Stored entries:
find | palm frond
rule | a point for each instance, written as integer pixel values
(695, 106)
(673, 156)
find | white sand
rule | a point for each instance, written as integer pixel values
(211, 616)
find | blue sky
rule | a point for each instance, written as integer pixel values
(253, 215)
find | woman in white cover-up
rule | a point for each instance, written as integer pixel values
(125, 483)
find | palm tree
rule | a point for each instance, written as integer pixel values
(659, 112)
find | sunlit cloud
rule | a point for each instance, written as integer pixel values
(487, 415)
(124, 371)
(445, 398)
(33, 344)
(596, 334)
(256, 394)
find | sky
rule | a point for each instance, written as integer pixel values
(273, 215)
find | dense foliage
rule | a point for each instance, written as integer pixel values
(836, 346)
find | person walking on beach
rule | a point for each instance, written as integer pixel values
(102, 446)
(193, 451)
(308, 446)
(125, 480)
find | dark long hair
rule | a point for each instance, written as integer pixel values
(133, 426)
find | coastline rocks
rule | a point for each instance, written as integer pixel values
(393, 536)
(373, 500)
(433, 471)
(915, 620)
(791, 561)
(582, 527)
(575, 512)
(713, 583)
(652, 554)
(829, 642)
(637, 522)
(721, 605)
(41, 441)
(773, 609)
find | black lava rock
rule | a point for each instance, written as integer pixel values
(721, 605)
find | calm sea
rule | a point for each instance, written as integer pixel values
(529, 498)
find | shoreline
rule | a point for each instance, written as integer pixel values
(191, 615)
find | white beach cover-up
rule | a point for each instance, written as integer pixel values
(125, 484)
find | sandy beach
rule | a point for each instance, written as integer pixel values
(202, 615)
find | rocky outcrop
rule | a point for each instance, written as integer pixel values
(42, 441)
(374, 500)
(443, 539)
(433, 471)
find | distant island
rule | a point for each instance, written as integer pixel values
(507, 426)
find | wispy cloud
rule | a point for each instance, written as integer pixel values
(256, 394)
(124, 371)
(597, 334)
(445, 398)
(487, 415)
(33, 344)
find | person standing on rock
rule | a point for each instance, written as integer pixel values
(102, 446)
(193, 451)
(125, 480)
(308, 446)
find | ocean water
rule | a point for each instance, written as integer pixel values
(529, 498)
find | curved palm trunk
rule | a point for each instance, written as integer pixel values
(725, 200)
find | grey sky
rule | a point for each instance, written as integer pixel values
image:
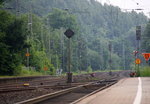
(130, 4)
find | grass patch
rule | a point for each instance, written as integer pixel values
(145, 72)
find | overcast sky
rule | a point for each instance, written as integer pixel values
(130, 4)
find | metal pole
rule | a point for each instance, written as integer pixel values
(28, 58)
(138, 49)
(69, 57)
(110, 61)
(69, 74)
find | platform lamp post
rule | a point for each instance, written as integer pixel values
(69, 33)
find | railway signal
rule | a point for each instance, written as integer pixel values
(69, 33)
(27, 54)
(146, 56)
(138, 61)
(138, 32)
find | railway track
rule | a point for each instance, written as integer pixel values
(73, 94)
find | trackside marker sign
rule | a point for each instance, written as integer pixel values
(146, 56)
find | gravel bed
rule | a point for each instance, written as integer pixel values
(13, 97)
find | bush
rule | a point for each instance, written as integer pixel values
(145, 72)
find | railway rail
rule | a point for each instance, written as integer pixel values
(71, 94)
(55, 84)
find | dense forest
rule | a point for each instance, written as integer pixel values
(37, 27)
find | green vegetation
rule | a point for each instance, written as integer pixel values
(145, 72)
(39, 28)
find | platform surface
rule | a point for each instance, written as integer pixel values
(126, 91)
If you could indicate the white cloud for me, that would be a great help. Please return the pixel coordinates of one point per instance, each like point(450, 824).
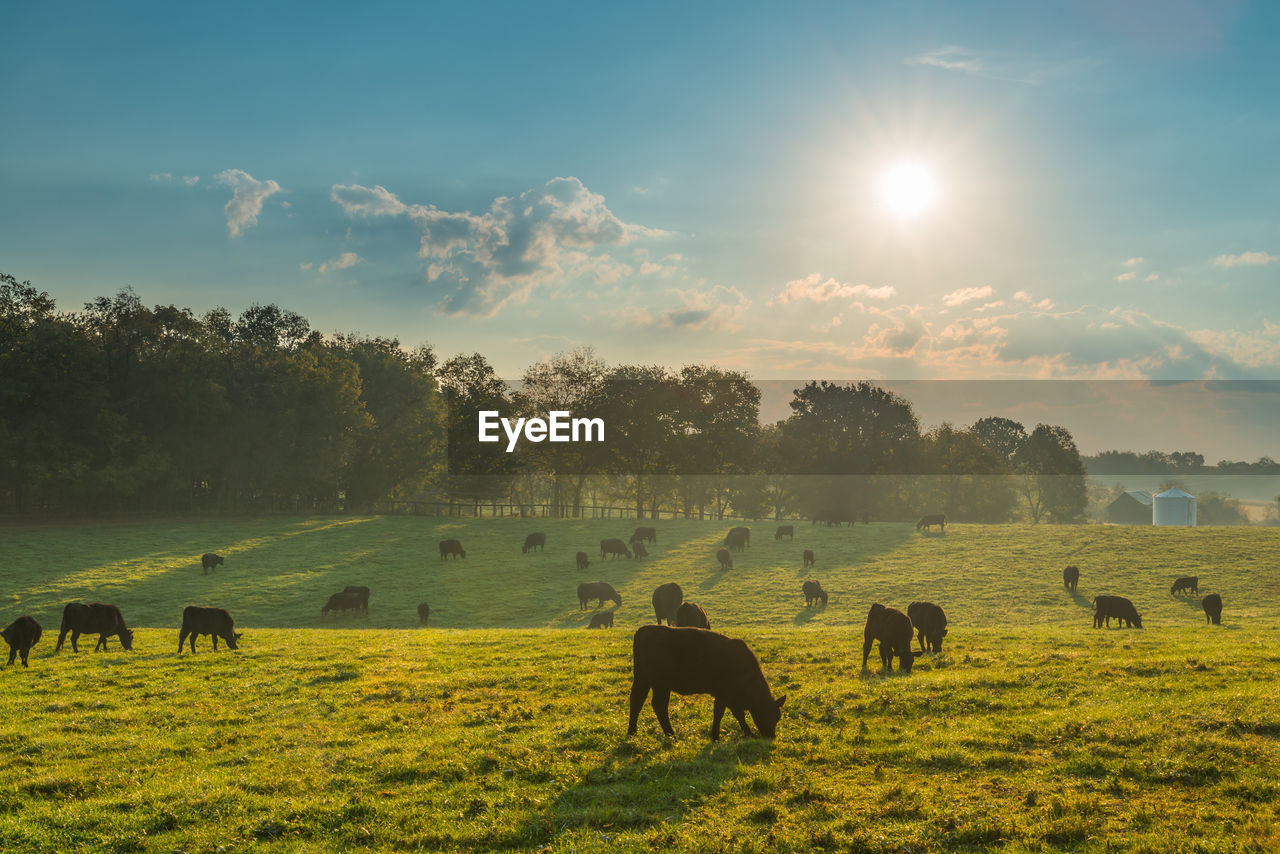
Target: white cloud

SET TASK> Write out all the material above as a numbered list, one line per item, leaving out blank lines and any pictures.

RESULT OF THE EXERCISE>
1. find | palm frond
2. rule | a point for each instance, written as integer pixel values
3. (695, 106)
4. (673, 156)
5. find | white sand
6. rule | a point for each instance, written as integer pixel values
7. (211, 616)
8. find | blue sky
9. rule | a point for each instance, written as integer pixel values
10. (253, 215)
11. find | woman in white cover-up
12. rule | a point for each instance, written as integer pixel values
13. (125, 483)
14. find | palm tree
15. rule | a point for each instance, written as integer pixel values
16. (659, 112)
17. find | sunlit cloud
18. rule | a point for each instance, written as integer pixel values
19. (487, 415)
20. (124, 371)
21. (445, 398)
22. (33, 344)
23. (596, 334)
24. (256, 394)
25. find | sky
26. rule | a point for each instance, written as integer pixel values
27. (273, 215)
28. find | dense foliage
29. rule | a point for each instance, written as integer pixel values
30. (836, 346)
31. find | person walking on beach
32. rule | a point for each instance, written as integer pixel values
33. (102, 446)
34. (193, 451)
35. (308, 446)
36. (125, 480)
37. find | dark long hair
38. rule | a point for each instance, written as integer pixel values
39. (133, 426)
40. find | coastline rocks
41. rule | a point for each instance, written as integer pixel values
42. (393, 536)
43. (373, 500)
44. (433, 471)
45. (915, 620)
46. (791, 561)
47. (582, 527)
48. (575, 512)
49. (713, 583)
50. (652, 554)
51. (829, 642)
52. (637, 522)
53. (721, 605)
54. (41, 441)
55. (773, 609)
56. find | black lava rock
57. rule | a point for each instance, written as integer pixel values
58. (721, 605)
59. find | calm sea
60. rule | a point for each instance, written as integer pixel values
61. (529, 498)
62. find | shoreline
63. rule | a point for each instance, written as integer pixel values
64. (191, 615)
65. find | white beach cover-up
66. rule | a point for each instance, written as integer pixel values
67. (125, 484)
68. find | sandy beach
69. rule | a point for each instance, written as integer pixel values
70. (202, 615)
71. find | rocky outcrop
72. rule | a point for each instance, written as integer pixel values
73. (42, 441)
74. (374, 500)
75. (443, 539)
76. (433, 471)
77. find | distant island
78. rule | a point for each instance, written as integer pixel values
79. (507, 426)
80. find | wispy cloud
81. rule | a point for each instance, written as integer pixel values
82. (256, 394)
83. (124, 371)
84. (597, 334)
85. (445, 398)
86. (487, 415)
87. (33, 344)
88. find | person standing on rock
89. rule | a point for each instance, written as integer pixel values
90. (102, 446)
91. (193, 451)
92. (125, 480)
93. (308, 446)
94. find | ocean water
95. rule | a point for each instance, written as integer pixel values
96. (529, 498)
97. find | curved palm trunk
98. rule | a point for each instance, written as integer pixel values
99. (725, 200)
100. find | grey sky
101. rule | a point for each instance, written as integer pixel values
102. image:
103. (130, 4)
104. find | grass patch
105. rule | a point for each instance, written as integer pixel values
106. (145, 72)
107. find | overcast sky
108. rule | a point for each instance, written as integer pixel values
109. (130, 4)
110. find | metal pole
111. rule | a point for each instance, written as integer pixel values
112. (28, 58)
113. (138, 49)
114. (69, 57)
115. (110, 61)
116. (69, 74)
117. find | platform lamp post
118. rule | a point for each instance, written as integer pixel values
119. (69, 33)
120. find | railway signal
121. rule | a point for each instance, written as integer pixel values
122. (69, 33)
123. (27, 54)
124. (146, 56)
125. (138, 61)
126. (138, 32)
127. find | railway track
128. rule | a point for each instance, written as integer pixel values
129. (73, 94)
130. find | trackside marker sign
131. rule | a point for each instance, written as integer pixel values
132. (146, 56)
133. find | gravel bed
134. rule | a point for each instance, written as integer pixel values
135. (13, 97)
136. find | bush
137. rule | a point for each instance, written as integer pixel values
138. (145, 72)
139. find | railway rail
140. rule | a point for each instance, written as integer pixel values
141. (71, 94)
142. (55, 84)
143. find | dense forest
144. rule | a point for each instance, written as integer pixel values
145. (37, 27)
146. find | green vegetation
147. rule | a point for each instance, written as integer pixel values
148. (145, 72)
149. (39, 28)
150. find | platform surface
151. rule | a point for each instance, written as integer pixel values
152. (126, 91)
153. If you could indicate the white cloud for me, that would be a great help. Please return the pixel coordinates of one point per instance, each like point(450, 824).
154. Target: white cloud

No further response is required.